DOCUMENT SECTION:
STATE OF FLORIDA
DIVISION OF ADMINISTRATIVE HEARINGS
TOM GALLAGHER, as )
Commissioner of Education, )
)
Petitioner, )
)
vs. ) Case No. 00-0390
)
DOUGLAS A. LATTA, )
)
Respondent. )
)
RECOMMENDED ORDER
Robert E. Meale, Administrative Law Judge of the Division of Administrative Hearings, conducted the final hearing in Clearwater, Florida, on April 10, 2000.
APPEARANCES
For Petitioner: J. Wiley Horton
Booth & Horton, P.A.
P.O. Drawer 840 Tallahassee, Florida 32301
For Respondent: Mark Herdman
Herdman & Sakellarides, P.A. 2595 Tampa Road, Suite J Palm Harbor, Florida 34684
STATEMENT OF THE ISSUE
The issue is whether Respondent inappropriately touched a female student in violation of Sections 231.28(1)(c), (f), or (i), Florida Statutes, or Rule 6B-1.006(3)(a) or (e), Florida Administrative Code, and, if so, what penalty should be imposed.
PRELIMINARY STATEMENT
By Administrative Complaint dated April 27, 1999, Petitioner alleged that Respondent inappropriately touched a female student by running his hand down her leg and placing his hand on her buttock and squeezing, inappropriately commented to a female about his sex life and inquired as to her sex life, and downloaded inappropriate pictures of women in bathing suits onto his classroom computer. (Petitioner elected not to offer evidence of the inappropriate use of the classroom computer, so Petitioner has abandoned this allegation.)

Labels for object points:
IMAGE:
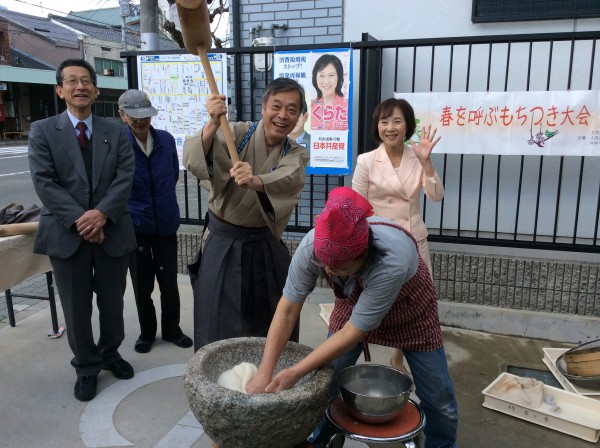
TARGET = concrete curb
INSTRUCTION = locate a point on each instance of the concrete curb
(530, 324)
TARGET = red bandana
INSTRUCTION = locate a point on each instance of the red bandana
(342, 230)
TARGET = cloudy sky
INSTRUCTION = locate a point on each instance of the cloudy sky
(58, 7)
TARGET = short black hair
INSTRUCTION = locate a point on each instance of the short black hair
(323, 62)
(75, 63)
(284, 85)
(386, 109)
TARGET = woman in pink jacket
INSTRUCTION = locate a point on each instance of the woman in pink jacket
(391, 176)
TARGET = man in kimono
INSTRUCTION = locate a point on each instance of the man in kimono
(239, 273)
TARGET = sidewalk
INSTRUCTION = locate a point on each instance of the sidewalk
(150, 410)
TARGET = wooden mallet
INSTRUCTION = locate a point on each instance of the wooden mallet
(195, 28)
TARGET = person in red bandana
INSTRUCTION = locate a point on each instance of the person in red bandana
(384, 295)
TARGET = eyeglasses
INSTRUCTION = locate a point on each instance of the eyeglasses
(85, 82)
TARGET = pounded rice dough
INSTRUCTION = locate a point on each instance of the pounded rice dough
(238, 377)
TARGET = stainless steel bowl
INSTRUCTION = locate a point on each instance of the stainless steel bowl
(374, 393)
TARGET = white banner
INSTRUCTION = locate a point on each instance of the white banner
(561, 123)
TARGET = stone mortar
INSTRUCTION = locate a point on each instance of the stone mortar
(238, 420)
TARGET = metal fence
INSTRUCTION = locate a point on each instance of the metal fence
(541, 202)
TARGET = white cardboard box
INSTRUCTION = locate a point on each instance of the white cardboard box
(578, 416)
(550, 357)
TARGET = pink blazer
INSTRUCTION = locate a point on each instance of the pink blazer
(396, 195)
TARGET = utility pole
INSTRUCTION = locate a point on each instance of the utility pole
(149, 24)
(125, 11)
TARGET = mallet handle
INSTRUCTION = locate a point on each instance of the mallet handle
(210, 77)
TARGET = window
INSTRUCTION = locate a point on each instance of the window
(109, 67)
(517, 10)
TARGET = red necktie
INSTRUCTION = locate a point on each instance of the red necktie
(82, 137)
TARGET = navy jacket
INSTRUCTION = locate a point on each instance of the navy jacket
(153, 201)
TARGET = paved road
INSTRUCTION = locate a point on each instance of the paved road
(15, 180)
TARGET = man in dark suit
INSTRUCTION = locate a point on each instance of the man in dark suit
(82, 168)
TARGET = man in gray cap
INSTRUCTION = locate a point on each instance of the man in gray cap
(155, 215)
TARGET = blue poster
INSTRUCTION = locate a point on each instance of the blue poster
(325, 125)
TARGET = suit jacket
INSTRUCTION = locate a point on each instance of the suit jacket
(60, 180)
(396, 195)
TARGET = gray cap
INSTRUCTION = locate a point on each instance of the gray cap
(136, 104)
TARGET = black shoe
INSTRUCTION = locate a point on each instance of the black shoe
(180, 341)
(85, 387)
(121, 369)
(142, 346)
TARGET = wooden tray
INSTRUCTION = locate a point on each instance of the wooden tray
(551, 355)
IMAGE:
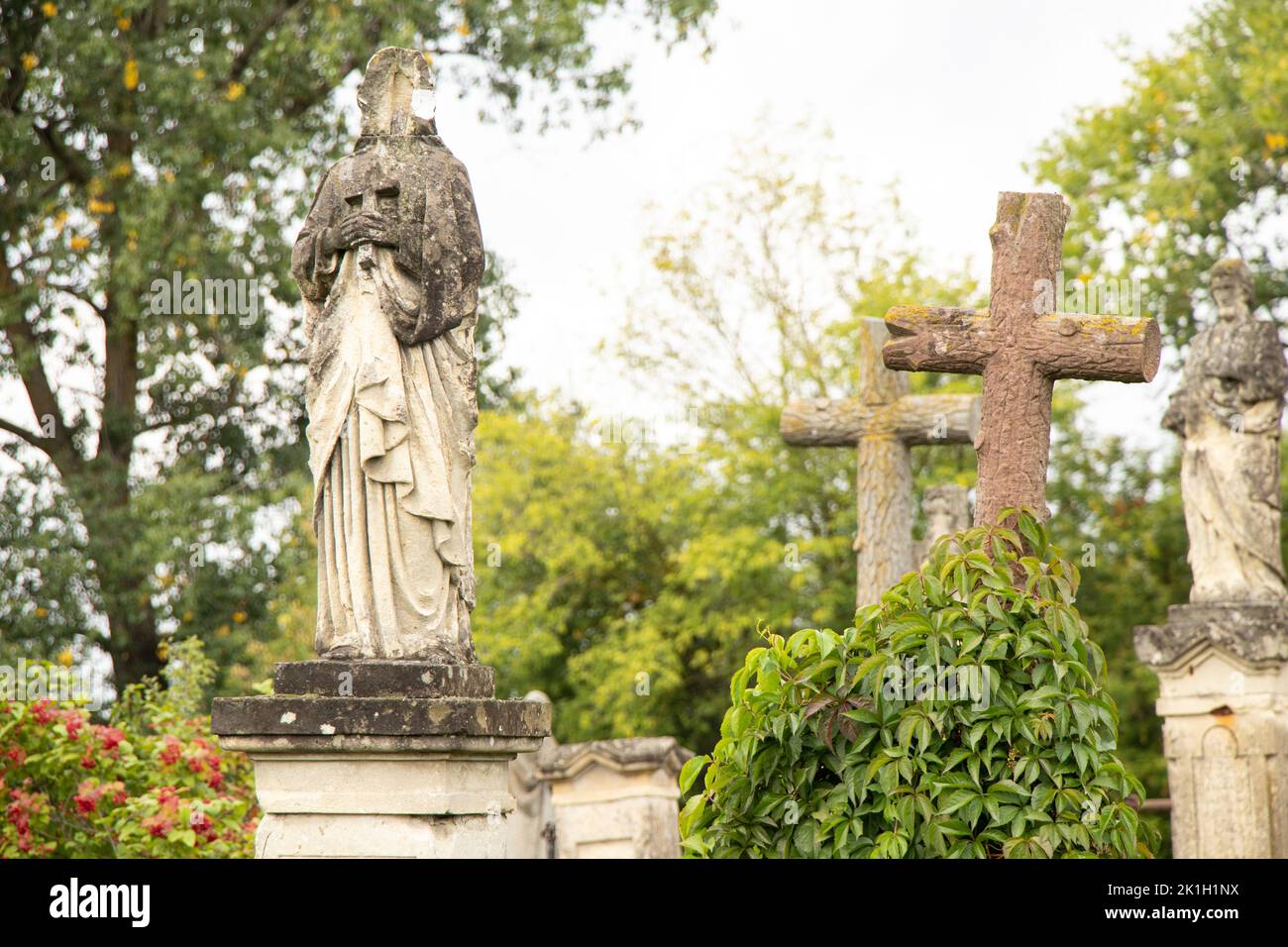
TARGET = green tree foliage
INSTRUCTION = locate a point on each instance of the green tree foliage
(153, 783)
(140, 140)
(625, 564)
(1190, 166)
(964, 716)
(626, 579)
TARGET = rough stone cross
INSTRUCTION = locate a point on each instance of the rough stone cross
(884, 421)
(1020, 347)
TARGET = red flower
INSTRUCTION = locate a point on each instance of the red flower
(73, 722)
(158, 826)
(202, 826)
(171, 751)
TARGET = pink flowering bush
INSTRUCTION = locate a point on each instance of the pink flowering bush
(150, 783)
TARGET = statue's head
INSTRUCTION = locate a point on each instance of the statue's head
(1232, 289)
(397, 94)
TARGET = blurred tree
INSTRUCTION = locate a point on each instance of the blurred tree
(142, 140)
(625, 565)
(1190, 166)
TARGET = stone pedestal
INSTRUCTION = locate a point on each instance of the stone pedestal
(1223, 671)
(603, 799)
(381, 759)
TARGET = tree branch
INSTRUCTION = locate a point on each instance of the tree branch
(257, 39)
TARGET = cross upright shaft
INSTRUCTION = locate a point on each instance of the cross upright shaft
(883, 423)
(1020, 347)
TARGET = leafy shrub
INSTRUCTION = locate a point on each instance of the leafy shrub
(149, 784)
(964, 716)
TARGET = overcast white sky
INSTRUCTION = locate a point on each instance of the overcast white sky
(948, 98)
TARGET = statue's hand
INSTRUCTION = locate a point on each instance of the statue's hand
(359, 228)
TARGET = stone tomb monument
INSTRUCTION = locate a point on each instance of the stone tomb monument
(393, 742)
(600, 799)
(1222, 659)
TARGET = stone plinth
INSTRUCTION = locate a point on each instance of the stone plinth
(603, 799)
(1223, 672)
(381, 759)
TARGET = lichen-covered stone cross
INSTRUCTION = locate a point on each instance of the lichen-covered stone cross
(1020, 347)
(884, 423)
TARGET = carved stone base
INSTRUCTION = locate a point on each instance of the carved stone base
(1223, 672)
(375, 775)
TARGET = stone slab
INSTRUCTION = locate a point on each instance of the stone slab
(374, 678)
(378, 836)
(390, 716)
(1252, 631)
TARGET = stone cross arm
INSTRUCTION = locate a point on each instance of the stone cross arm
(922, 419)
(1020, 347)
(1093, 348)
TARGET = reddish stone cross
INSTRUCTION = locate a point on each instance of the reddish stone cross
(1020, 346)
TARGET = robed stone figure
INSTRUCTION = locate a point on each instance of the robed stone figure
(389, 264)
(1228, 411)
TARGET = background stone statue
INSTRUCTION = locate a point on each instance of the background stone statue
(1228, 410)
(389, 264)
(947, 509)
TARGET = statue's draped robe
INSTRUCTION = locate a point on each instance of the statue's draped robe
(391, 406)
(1229, 411)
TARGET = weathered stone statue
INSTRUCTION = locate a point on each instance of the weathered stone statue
(1220, 659)
(389, 264)
(393, 744)
(947, 509)
(1229, 410)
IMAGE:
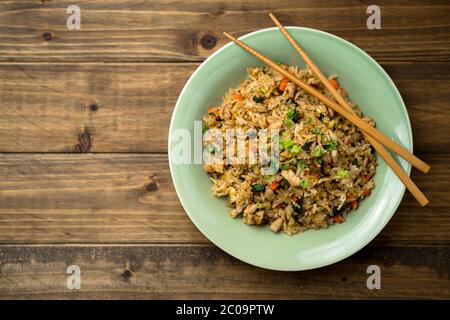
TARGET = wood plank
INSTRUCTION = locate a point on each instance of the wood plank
(171, 30)
(118, 107)
(205, 272)
(129, 198)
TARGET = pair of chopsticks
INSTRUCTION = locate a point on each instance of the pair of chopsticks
(377, 139)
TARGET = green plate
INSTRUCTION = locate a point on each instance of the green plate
(367, 84)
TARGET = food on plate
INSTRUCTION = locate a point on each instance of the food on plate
(325, 166)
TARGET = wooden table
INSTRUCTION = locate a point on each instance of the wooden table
(84, 178)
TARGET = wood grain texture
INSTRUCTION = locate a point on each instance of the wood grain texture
(172, 30)
(84, 177)
(205, 272)
(129, 198)
(118, 107)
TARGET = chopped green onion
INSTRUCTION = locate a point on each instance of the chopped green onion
(301, 164)
(321, 116)
(318, 152)
(286, 143)
(212, 149)
(316, 130)
(341, 173)
(258, 99)
(330, 145)
(288, 122)
(293, 115)
(307, 145)
(204, 127)
(258, 188)
(294, 149)
(304, 184)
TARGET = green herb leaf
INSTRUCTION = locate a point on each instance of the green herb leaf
(293, 115)
(212, 148)
(288, 122)
(318, 152)
(341, 173)
(321, 117)
(286, 143)
(204, 127)
(258, 188)
(301, 164)
(330, 145)
(258, 99)
(295, 149)
(304, 183)
(307, 145)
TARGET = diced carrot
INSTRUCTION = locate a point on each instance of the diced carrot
(283, 84)
(351, 197)
(238, 97)
(274, 185)
(338, 218)
(334, 83)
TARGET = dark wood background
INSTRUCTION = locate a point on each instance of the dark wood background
(84, 178)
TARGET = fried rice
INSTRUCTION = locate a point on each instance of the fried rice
(326, 166)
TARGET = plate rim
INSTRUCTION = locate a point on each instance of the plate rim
(370, 236)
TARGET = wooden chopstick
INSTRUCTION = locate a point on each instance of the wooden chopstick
(350, 116)
(409, 184)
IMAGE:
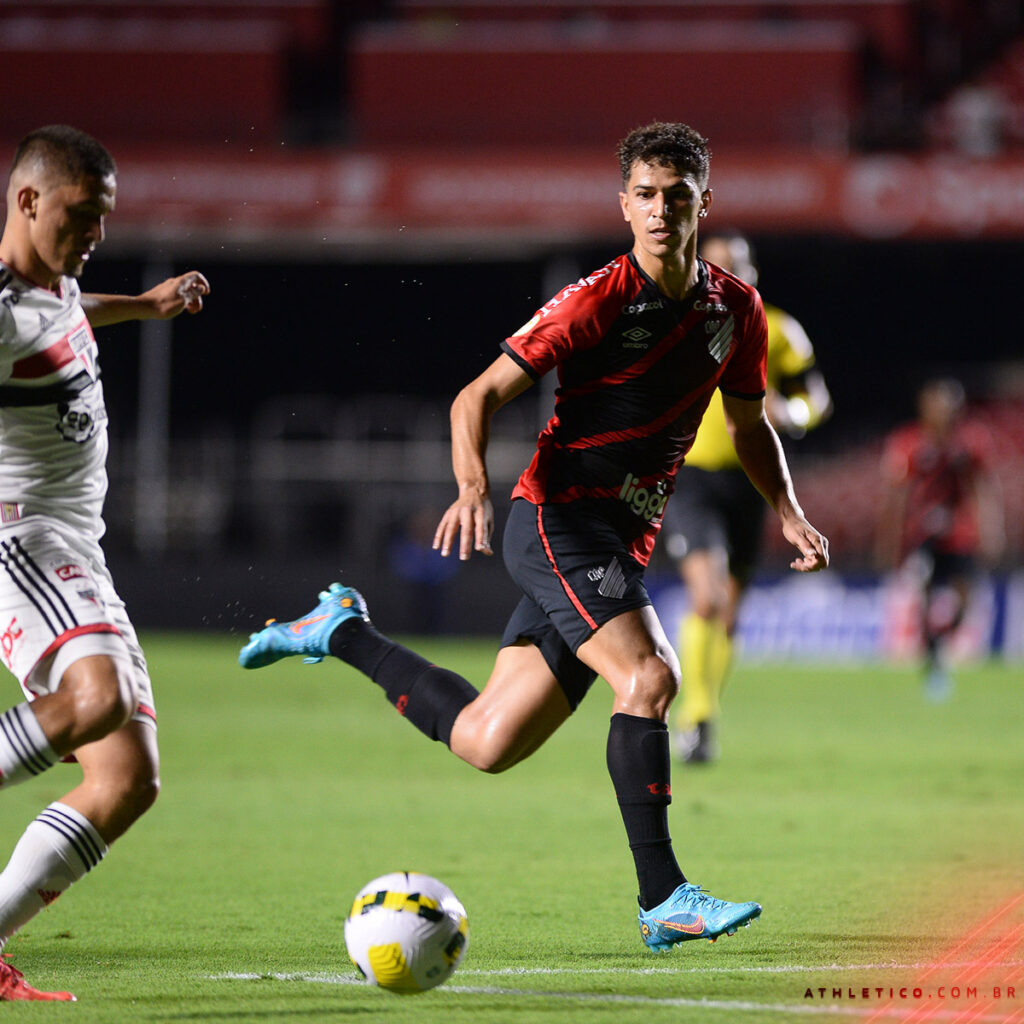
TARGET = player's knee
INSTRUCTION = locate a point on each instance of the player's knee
(140, 790)
(655, 685)
(476, 740)
(103, 697)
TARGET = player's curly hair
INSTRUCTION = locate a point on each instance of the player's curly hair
(666, 143)
(67, 152)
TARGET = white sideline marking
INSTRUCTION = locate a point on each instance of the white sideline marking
(520, 972)
(741, 1006)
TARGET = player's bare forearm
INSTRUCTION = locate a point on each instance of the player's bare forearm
(470, 517)
(181, 294)
(763, 460)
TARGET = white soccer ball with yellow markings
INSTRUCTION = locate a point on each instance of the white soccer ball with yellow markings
(407, 932)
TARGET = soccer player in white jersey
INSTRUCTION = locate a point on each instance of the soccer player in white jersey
(64, 631)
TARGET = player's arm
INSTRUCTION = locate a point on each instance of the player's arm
(471, 516)
(764, 462)
(163, 301)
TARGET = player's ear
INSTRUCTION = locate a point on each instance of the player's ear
(28, 200)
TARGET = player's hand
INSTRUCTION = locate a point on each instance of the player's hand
(813, 547)
(471, 518)
(175, 295)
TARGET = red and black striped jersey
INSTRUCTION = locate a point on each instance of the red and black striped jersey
(636, 371)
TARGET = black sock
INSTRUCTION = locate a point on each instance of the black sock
(640, 766)
(430, 697)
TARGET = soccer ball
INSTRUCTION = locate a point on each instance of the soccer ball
(407, 932)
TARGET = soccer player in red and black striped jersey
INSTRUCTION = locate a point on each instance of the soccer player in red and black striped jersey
(639, 347)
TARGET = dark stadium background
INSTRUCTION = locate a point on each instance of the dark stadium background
(321, 348)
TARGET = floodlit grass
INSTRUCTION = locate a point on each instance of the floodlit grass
(876, 828)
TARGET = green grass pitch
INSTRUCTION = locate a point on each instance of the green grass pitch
(882, 834)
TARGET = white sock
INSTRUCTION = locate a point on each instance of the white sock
(58, 848)
(25, 751)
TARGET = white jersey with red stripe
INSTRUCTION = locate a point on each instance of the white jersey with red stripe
(52, 417)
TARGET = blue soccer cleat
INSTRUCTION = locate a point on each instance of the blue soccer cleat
(308, 636)
(691, 913)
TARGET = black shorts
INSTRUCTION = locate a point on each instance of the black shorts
(576, 574)
(943, 567)
(716, 509)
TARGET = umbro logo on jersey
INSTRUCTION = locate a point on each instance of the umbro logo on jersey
(636, 336)
(721, 340)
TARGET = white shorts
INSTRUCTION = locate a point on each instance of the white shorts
(57, 604)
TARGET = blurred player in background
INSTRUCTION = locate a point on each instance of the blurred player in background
(715, 523)
(941, 513)
(639, 346)
(65, 632)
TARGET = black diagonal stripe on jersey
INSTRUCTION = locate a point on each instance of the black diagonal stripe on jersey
(81, 843)
(16, 577)
(48, 590)
(13, 729)
(12, 395)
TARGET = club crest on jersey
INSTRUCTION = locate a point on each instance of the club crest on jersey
(70, 571)
(637, 338)
(644, 502)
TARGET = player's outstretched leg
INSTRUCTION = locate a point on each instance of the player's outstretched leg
(427, 695)
(309, 635)
(691, 913)
(13, 987)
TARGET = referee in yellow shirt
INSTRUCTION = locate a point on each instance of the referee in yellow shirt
(714, 523)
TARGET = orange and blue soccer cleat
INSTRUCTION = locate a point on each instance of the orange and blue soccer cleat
(309, 635)
(14, 987)
(691, 913)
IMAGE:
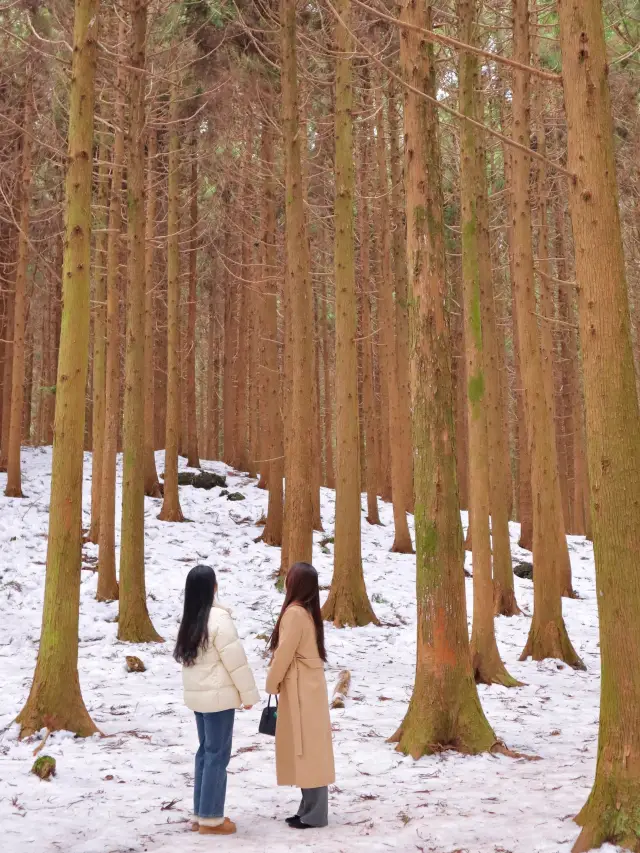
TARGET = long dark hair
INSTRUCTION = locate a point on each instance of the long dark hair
(193, 635)
(302, 589)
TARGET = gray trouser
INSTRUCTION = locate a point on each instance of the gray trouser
(314, 806)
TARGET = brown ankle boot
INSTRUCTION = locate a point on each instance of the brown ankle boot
(228, 827)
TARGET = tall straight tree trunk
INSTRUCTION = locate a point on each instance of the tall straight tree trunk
(241, 461)
(55, 700)
(476, 279)
(389, 367)
(372, 474)
(401, 307)
(107, 583)
(14, 476)
(348, 602)
(613, 424)
(548, 635)
(99, 344)
(151, 484)
(134, 624)
(192, 420)
(504, 597)
(212, 413)
(445, 708)
(28, 380)
(546, 310)
(228, 383)
(330, 481)
(298, 532)
(7, 379)
(171, 510)
(274, 448)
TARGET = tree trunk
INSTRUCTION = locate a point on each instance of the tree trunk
(171, 510)
(99, 344)
(348, 602)
(230, 290)
(151, 484)
(55, 700)
(134, 624)
(401, 308)
(546, 310)
(613, 424)
(445, 709)
(193, 460)
(476, 281)
(388, 363)
(14, 477)
(330, 481)
(548, 635)
(298, 533)
(372, 474)
(504, 598)
(274, 449)
(107, 583)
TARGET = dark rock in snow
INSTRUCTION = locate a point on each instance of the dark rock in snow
(207, 480)
(200, 479)
(523, 570)
(44, 767)
(134, 664)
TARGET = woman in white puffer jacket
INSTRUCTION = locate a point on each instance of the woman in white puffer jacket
(217, 680)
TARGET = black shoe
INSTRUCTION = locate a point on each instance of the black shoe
(296, 823)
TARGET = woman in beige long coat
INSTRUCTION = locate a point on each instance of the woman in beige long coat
(304, 749)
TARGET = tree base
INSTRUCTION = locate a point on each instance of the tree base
(504, 601)
(13, 492)
(569, 592)
(93, 535)
(138, 631)
(58, 712)
(611, 814)
(108, 595)
(108, 589)
(428, 731)
(268, 538)
(348, 610)
(401, 546)
(153, 490)
(488, 668)
(550, 640)
(171, 514)
(526, 540)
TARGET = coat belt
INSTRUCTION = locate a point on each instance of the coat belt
(296, 716)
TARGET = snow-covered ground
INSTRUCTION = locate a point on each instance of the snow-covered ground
(131, 791)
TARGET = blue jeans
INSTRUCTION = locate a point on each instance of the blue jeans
(215, 732)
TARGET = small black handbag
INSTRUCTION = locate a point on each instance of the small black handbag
(268, 719)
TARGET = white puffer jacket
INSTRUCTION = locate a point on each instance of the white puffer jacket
(220, 678)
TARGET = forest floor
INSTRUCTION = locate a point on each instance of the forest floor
(131, 791)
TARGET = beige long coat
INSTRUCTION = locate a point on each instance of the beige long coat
(304, 748)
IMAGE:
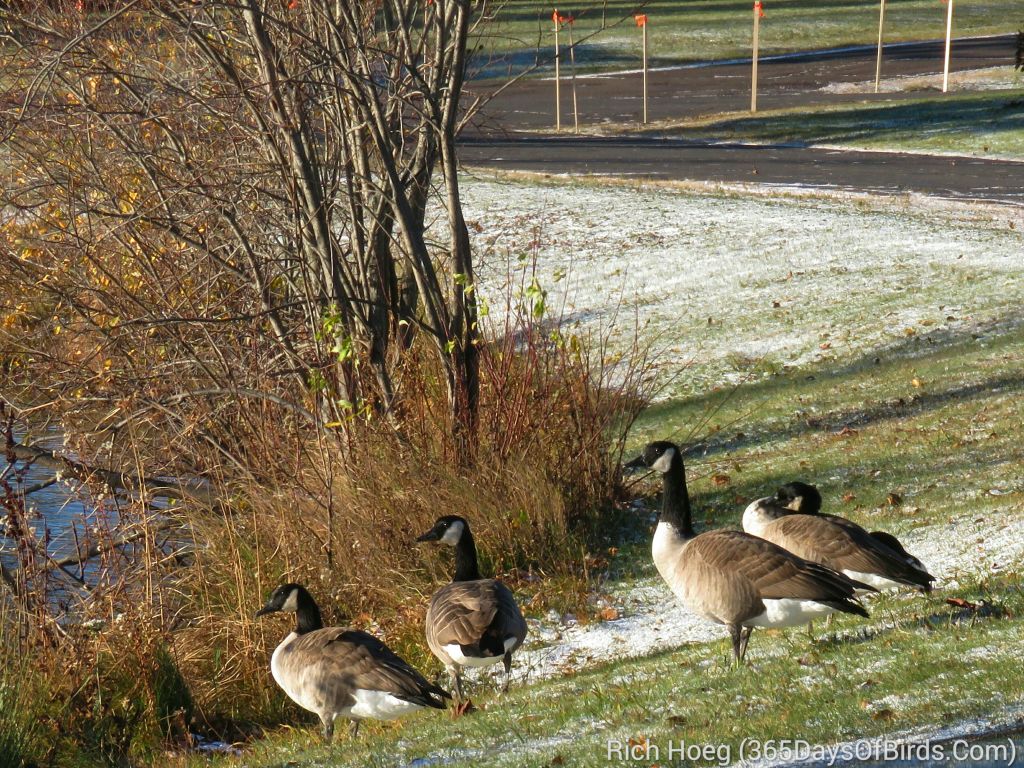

REQUIREMENT 1:
Repeat the recommended order from "Commissioner of Education, )" up to and including "April 10, 2000.", switching "Clearwater" to "Tampa".
REQUIREMENT 2:
Count the lines of the records that contain the string "eyeglasses", and give only that number.

TASK OUTPUT 1:
Commissioner of Education, )
)
Petitioner, )
)
vs. ) Case No. 00-0390
)
DOUGLAS A. LATTA, )
)
Respondent. )
)
RECOMMENDED ORDER
Robert E. Meale, Administrative Law Judge of the Division of Administrative Hearings, conducted the final hearing in Tampa, Florida, on April 10, 2000.

TASK OUTPUT 2:
2